## [Work to complete]
Give back exactly the lines of the data below, starting with the line that has "Query: laptop screen" and going on through the line that has "of the ceiling".

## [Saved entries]

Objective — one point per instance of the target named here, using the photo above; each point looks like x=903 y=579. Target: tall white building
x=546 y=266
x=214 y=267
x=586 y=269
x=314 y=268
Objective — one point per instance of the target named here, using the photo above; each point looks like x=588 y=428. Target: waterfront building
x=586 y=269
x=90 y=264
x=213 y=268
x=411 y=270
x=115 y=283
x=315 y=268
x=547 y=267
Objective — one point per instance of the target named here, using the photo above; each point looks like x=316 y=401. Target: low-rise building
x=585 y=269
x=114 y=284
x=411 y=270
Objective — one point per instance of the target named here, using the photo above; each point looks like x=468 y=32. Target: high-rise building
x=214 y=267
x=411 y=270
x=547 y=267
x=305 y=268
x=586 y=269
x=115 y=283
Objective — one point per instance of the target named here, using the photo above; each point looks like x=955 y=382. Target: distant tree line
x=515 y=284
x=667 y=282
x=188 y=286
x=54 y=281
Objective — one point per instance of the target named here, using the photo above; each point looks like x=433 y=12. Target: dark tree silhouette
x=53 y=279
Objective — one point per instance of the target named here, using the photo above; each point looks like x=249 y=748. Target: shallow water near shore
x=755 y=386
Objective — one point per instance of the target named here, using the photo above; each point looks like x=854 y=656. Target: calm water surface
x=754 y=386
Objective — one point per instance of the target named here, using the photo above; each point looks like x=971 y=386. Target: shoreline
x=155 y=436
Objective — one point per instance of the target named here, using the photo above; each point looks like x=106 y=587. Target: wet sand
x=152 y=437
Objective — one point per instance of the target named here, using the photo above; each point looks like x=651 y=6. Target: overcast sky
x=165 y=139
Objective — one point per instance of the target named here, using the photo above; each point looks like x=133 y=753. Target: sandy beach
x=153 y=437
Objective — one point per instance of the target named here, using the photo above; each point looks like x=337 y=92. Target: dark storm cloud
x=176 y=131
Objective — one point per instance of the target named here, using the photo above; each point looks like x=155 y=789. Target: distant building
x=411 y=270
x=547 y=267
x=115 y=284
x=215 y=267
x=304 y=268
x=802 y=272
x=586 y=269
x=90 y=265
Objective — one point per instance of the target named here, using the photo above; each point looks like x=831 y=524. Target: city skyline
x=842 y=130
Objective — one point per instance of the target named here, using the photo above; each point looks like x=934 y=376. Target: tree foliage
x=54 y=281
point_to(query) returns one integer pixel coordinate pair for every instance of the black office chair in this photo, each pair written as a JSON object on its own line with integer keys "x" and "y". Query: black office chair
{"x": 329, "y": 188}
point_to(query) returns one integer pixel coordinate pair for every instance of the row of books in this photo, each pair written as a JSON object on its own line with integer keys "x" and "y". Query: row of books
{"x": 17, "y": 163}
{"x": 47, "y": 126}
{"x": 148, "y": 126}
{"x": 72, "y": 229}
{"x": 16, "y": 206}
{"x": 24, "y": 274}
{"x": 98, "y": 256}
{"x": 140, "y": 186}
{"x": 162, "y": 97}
==
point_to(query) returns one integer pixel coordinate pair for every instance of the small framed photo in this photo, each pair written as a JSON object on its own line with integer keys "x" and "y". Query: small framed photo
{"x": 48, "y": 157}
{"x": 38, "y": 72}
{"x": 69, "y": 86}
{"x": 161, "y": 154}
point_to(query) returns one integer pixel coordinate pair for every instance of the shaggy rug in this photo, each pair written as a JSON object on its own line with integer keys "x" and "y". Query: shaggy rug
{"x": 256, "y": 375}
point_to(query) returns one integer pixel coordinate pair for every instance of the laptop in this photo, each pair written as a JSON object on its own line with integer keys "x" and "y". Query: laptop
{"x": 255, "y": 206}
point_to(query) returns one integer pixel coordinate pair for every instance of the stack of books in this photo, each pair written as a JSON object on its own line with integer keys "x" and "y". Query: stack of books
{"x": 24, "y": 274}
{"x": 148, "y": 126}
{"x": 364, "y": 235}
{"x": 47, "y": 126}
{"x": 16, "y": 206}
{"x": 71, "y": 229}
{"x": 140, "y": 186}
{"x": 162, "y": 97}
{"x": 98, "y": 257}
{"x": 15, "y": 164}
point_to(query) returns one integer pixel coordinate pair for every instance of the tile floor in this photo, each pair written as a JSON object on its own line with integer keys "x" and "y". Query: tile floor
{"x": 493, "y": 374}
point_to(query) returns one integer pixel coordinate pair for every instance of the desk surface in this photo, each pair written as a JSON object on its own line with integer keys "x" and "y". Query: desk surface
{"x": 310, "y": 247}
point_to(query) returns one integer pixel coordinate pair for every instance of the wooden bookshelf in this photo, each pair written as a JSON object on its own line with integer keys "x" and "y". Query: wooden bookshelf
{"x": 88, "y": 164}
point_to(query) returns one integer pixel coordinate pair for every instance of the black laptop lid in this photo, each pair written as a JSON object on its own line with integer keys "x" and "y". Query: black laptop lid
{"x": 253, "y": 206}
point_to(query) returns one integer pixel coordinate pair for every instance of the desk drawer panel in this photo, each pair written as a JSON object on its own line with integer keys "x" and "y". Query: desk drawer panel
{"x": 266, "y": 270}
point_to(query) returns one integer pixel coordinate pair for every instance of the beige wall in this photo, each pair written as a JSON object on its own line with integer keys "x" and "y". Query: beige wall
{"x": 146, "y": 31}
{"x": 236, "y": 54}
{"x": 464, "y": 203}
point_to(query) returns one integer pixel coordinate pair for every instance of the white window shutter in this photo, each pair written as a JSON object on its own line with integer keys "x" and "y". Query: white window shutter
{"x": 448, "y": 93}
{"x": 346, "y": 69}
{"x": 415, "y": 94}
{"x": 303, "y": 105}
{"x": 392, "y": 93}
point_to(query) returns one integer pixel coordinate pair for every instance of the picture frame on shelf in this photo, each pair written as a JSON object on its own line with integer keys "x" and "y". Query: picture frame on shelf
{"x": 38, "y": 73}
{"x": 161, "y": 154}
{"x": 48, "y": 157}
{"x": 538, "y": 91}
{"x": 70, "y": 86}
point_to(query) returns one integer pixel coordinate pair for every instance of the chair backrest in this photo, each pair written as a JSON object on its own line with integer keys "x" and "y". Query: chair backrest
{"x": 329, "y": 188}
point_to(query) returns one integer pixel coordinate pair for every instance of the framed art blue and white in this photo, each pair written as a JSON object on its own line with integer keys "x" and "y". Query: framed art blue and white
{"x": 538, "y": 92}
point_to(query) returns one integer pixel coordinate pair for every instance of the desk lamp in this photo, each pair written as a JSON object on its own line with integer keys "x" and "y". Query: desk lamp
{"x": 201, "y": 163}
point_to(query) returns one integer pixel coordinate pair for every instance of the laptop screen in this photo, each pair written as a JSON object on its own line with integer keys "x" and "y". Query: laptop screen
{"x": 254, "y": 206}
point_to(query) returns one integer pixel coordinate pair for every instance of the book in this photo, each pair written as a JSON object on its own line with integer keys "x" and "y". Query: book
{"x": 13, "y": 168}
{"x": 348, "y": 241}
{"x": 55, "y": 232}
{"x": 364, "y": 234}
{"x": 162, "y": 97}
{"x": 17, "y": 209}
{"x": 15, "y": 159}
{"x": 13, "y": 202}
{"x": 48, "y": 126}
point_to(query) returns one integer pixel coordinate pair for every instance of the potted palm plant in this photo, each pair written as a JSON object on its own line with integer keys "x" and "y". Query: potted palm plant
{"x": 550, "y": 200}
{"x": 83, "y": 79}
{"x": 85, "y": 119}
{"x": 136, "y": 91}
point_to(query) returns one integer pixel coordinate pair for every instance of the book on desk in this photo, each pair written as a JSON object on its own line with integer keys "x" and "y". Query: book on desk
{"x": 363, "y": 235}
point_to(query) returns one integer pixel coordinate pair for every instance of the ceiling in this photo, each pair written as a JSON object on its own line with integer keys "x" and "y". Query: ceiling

## [Answer to the problem]
point_to(query) returns one integer pixel coordinate pair for every instance of the laptop screen in this photo, each pair written as a JSON object on its own line with integer keys "x" and "y". Query: laptop screen
{"x": 254, "y": 206}
point_to(query) returns one integer pixel coordinate pair for every instance of the book in this photo, each pair written as a JSON object on its own line with integer keys "x" and "y". Query: book
{"x": 13, "y": 168}
{"x": 348, "y": 241}
{"x": 55, "y": 232}
{"x": 364, "y": 234}
{"x": 162, "y": 97}
{"x": 17, "y": 209}
{"x": 15, "y": 159}
{"x": 13, "y": 202}
{"x": 48, "y": 126}
point_to(query) returns one integer pixel coordinate pair for every instance of the potted palm plant in this photo, each pair written as a JSON object on its own line with integer keys "x" and "y". Query: potted palm plant
{"x": 550, "y": 200}
{"x": 83, "y": 79}
{"x": 85, "y": 119}
{"x": 136, "y": 91}
point_to(query) returns one integer pixel coordinate pair for every instance of the book on desk in this photo, each pair written as a JSON object on its own line with integer keys "x" and "y". Query: book on desk
{"x": 363, "y": 235}
point_to(query) returns one integer pixel coordinate pair for every instance of the ceiling in this photo, each pair written as a JSON object on its own line with integer keys "x" and "y". Query: ceiling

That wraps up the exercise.